**Aim of the task:**
Your reply must be the number of lines in the entries that hold the word "green", and nothing else.

Dataset records
========

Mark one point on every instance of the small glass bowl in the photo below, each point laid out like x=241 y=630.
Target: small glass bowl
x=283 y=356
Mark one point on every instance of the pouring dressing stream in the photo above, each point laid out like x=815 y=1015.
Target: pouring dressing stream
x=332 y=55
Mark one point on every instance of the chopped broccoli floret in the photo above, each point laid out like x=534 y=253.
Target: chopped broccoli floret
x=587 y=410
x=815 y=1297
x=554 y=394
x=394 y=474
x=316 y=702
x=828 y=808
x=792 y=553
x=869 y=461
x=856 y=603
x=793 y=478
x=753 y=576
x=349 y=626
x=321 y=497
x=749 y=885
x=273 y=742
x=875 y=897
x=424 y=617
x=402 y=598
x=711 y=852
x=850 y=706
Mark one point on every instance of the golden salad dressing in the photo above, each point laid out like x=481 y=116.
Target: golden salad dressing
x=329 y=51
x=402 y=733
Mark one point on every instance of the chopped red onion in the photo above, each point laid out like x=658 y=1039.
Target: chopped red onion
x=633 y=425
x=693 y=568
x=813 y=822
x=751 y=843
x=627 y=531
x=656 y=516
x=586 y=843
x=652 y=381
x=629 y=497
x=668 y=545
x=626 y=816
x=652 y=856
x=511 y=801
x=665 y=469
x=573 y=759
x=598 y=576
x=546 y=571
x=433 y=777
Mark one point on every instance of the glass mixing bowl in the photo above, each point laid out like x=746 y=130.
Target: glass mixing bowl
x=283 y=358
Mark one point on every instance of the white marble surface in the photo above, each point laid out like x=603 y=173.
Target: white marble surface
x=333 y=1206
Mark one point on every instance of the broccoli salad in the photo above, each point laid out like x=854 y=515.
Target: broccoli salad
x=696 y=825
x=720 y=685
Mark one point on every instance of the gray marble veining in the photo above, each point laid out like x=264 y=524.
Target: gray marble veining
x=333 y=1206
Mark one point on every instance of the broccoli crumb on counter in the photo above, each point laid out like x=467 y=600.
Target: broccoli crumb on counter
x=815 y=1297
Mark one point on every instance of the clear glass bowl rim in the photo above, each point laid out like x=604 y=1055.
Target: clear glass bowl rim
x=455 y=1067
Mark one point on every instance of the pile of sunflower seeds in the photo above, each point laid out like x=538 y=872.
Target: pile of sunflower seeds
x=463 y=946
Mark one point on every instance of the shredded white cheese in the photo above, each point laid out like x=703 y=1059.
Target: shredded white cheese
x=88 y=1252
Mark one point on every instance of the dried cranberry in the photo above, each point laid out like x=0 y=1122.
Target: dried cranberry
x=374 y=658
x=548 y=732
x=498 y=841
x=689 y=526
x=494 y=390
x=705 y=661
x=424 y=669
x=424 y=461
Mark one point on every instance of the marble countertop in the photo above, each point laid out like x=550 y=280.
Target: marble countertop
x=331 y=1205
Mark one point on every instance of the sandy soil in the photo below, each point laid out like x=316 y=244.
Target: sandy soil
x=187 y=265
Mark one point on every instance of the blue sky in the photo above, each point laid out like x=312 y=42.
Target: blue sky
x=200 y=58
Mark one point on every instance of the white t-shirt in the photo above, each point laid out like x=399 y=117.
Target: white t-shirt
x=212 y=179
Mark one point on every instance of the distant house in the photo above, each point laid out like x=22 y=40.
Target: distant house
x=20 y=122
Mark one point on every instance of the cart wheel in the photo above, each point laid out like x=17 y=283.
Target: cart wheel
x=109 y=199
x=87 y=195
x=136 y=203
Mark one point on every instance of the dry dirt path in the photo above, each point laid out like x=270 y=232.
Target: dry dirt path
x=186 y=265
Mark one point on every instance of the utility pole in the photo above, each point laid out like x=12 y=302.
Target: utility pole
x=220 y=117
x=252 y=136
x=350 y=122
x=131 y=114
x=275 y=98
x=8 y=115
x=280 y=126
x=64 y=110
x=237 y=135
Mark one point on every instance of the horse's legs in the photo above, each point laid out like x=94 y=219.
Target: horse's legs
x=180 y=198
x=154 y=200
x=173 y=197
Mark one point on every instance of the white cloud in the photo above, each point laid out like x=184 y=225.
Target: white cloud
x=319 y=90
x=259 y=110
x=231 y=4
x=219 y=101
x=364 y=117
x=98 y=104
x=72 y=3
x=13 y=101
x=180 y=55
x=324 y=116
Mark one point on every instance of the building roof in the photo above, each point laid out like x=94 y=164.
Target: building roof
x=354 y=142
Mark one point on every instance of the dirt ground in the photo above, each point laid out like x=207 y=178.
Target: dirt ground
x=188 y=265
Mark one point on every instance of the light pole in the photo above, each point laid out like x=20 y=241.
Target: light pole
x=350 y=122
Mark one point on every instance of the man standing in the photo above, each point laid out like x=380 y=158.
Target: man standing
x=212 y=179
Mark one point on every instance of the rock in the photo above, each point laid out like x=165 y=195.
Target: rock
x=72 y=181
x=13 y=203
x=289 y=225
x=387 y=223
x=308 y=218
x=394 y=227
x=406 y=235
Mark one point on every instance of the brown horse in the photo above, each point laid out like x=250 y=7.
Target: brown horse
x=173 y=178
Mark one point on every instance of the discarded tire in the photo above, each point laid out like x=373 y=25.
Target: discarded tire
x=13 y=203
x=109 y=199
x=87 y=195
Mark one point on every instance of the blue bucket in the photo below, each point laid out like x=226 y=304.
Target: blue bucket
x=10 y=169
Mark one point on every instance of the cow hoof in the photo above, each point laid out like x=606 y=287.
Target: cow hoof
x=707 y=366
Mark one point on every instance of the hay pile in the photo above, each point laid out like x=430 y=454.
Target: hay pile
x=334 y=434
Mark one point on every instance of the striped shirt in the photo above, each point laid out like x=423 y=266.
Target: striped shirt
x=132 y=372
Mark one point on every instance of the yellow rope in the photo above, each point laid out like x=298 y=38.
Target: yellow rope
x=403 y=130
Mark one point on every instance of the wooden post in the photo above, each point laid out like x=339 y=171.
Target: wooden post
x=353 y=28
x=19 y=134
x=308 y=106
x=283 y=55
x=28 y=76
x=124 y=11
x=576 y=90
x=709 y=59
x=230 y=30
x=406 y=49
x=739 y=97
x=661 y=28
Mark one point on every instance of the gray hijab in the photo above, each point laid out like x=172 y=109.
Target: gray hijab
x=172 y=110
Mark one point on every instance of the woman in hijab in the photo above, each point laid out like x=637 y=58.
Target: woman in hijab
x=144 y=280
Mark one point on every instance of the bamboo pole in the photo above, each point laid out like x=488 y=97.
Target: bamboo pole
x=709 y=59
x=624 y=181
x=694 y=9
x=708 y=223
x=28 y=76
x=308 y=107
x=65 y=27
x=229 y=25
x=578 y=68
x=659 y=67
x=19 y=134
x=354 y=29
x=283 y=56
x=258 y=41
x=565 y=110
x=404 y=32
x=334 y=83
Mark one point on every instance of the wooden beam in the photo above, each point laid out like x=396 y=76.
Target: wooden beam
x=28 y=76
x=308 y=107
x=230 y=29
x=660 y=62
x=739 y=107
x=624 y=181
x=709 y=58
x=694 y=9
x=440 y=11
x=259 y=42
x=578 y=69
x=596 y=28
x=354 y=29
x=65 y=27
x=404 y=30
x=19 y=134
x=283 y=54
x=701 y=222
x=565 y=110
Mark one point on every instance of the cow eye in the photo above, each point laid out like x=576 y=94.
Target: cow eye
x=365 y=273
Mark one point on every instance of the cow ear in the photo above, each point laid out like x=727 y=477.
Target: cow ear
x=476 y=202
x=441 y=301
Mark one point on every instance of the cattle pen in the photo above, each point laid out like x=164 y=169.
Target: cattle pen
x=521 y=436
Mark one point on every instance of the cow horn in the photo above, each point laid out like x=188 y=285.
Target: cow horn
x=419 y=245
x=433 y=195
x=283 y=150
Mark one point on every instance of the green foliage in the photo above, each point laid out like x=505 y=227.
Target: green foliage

========

**Response:**
2